→ **Document segment**:

++++++

The Fed begins its latest two-day policy meeting on Tuesday.

Most economists polled by Reuters this week expect it to taper its huge bond-buying programme in March, although the odds on a move this month or next have shortened after a run of upbeat data.

Spot gold was down 0.3 percent at $1,236.30 an ounce at 12:22 SA time, while US gold futures for February delivery were down $8.10 an ounce at $1,236.30.

Expectations that the Fed will curtail its stimulus programme, which has driven gold prices higher in recent years by pressuring interest rates and fuelling fears of inflation, have already pushed gold prices 25 percent lower this year.

“For gold, any hint of a reduction in QE3 would probably be bearish, (pushing gold back) to potentially 1220-1200,” VTB Capital analyst Andrey Kryuchenkov said.

“As soon as (the price) comes back towards 1220, there are some opportunities for physical buying and investor buying,” he added.

Gold has tried and failed to push significantly below that level several times in the last month, he said.

With money managers' bearish bets in US gold futures and options close to a 7-1/2 year high, some investors fear that gold's downward move has been overdone.

Their recent moves to cover short positions have supported gold prices.

++++++

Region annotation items
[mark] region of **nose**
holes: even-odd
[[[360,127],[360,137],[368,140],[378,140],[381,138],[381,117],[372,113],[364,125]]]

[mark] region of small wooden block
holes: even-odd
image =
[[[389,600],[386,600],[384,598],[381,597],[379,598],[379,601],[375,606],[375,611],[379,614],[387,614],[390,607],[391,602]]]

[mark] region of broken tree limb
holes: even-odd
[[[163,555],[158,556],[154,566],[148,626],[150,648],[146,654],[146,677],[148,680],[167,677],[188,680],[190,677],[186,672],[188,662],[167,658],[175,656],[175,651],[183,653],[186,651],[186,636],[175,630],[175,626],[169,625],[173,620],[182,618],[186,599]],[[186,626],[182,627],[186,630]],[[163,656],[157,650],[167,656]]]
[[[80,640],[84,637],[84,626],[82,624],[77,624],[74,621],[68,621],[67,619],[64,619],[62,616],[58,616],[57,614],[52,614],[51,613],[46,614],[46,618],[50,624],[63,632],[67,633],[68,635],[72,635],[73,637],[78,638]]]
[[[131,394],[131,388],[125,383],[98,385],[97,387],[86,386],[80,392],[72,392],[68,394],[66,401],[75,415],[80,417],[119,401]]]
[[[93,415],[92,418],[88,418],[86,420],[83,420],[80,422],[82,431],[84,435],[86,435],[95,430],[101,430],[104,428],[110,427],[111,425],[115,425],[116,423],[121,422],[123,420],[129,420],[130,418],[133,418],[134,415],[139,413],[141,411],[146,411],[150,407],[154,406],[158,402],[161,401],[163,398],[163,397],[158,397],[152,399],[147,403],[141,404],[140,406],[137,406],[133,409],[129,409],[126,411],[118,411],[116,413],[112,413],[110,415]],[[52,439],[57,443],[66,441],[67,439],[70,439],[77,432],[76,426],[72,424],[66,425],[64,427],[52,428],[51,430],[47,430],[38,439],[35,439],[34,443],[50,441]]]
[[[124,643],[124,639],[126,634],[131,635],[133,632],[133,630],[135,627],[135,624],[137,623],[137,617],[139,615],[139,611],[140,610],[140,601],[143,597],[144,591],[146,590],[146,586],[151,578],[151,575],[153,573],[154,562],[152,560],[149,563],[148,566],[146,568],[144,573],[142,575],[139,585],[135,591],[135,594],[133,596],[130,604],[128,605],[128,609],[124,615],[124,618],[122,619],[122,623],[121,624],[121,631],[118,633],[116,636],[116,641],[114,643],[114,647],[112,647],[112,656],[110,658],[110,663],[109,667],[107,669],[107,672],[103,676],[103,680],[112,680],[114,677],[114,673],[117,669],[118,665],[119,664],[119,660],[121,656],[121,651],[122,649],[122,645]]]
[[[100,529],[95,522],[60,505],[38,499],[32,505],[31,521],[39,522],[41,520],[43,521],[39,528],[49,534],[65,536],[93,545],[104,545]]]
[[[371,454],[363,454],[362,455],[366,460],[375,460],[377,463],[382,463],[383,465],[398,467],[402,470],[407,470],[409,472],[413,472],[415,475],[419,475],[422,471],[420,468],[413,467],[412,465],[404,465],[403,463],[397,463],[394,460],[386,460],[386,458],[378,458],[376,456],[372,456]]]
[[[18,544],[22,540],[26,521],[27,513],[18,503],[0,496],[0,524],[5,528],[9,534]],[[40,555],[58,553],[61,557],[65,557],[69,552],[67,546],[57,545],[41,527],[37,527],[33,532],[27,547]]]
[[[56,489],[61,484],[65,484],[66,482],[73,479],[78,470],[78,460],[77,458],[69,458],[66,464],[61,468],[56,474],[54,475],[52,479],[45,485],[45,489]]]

++++++

→ **Exercise requirements**:
(1) Translate this sentence from the gold market report into Spanish: "Gold has tried and failed to push significantly below that level several times in the last month, he said."
(2) Rewrite the gold market report between "Most economists polled" and "ounce at $1,236.30.", inclusive, substituting "strategists" for "economists".

→ **Task-by-task answers**:
(1) El oro ha intentado, sin éxito, bajar de forma significativa por debajo de ese nivel varias veces en el último mes, dijo.

(2)
Most strategists polled by Reuters this week expect it to taper its huge bond-buying programme in March, although the odds on a move this month or next have shortened after a run of upbeat data.

Spot gold was down 0.3 percent at $1,236.30 an ounce at 12:22 SA time, while US gold futures for February delivery were down $8.10 an ounce at $1,236.30.